* ESTRATTO DELLA PAGINA
╭──

Centinaia di pezzi per cinque millenni di arte e storia africana

L’Africa è il più antico continente popolato ma la sua storia è ancora spesso fraintesa. «Pensiamo di conoscere l’Africa, ma abbiamo pregiudizi», afferma Gaëlle Beaujean, direttore delle collezioni africane al Musée du Quai Branly-Jacques Chirac, che con la storica Catherine Coquery-Vidrovitch ha organizzato un’importante mostra per «rimettere il visitatore nella giusta rotta». Il titolo francese della mostra, allestita dal 31 gennaio al 19 novembre, allude alla sua ambizione attraverso un doppio significato.

«L’Afrique des routes» (L’Africa delle strade) suona infatti anche come «L’Afrique déroute» (l’Africa lascia perplessi). Con notevoli prestiti e 220 oggetti dai depositi del Quai Branly, molti mai esposti prima, la mostra ripercorre cinque millenni di storia africana attraverso le reti commerciali che attraversavano il continente molto prima del colonialismo. Tra questi, una pietra (6500-2500 a.C.) dal deserto del Sahara, incisa con l’immagine di una giraffa dal Musée d’Archéologie Nationale di Saint-Germain-en-Laye. Gran parte dell’Africa resta per gli archeologi un territorio inesplorato. «Gli scavi, fatta eccezione per l’Egitto, sono molto recenti», dice Beaujean.

╰──

* DESCRIZIONE DELL'ESERCIZIO
Restituisci, senza alcuna modifica, il passo del testo sulla mostra di storia africana che si apre con le parole contenenti "Centinaia di pezzi" e si chiude con "un doppio significato.".

* RIGHE DI DATI
╭──

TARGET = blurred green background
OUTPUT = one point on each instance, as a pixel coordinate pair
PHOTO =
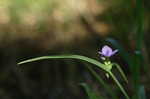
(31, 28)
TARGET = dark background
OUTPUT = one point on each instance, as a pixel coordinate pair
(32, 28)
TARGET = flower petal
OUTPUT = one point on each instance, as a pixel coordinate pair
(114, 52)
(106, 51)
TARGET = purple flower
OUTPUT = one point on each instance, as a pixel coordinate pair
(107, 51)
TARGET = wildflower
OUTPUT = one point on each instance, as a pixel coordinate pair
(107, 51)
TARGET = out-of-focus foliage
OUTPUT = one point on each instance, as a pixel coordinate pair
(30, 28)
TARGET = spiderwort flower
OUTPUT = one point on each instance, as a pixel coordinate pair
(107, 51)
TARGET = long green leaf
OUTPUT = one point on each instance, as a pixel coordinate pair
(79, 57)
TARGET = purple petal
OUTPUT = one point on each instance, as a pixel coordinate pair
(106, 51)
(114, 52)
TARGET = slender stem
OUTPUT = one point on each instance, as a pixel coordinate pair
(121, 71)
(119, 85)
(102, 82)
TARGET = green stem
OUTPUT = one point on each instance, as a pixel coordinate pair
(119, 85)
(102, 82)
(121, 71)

╰──

* RISPOSTA CORRETTA
Centinaia di pezzi per cinque millenni di arte e storia africana

L’Africa è il più antico continente popolato ma la sua storia è ancora spesso fraintesa. «Pensiamo di conoscere l’Africa, ma abbiamo pregiudizi», afferma Gaëlle Beaujean, direttore delle collezioni africane al Musée du Quai Branly-Jacques Chirac, che con la storica Catherine Coquery-Vidrovitch ha organizzato un’importante mostra per «rimettere il visitatore nella giusta rotta». Il titolo francese della mostra, allestita dal 31 gennaio al 19 novembre, allude alla sua ambizione attraverso un doppio significato.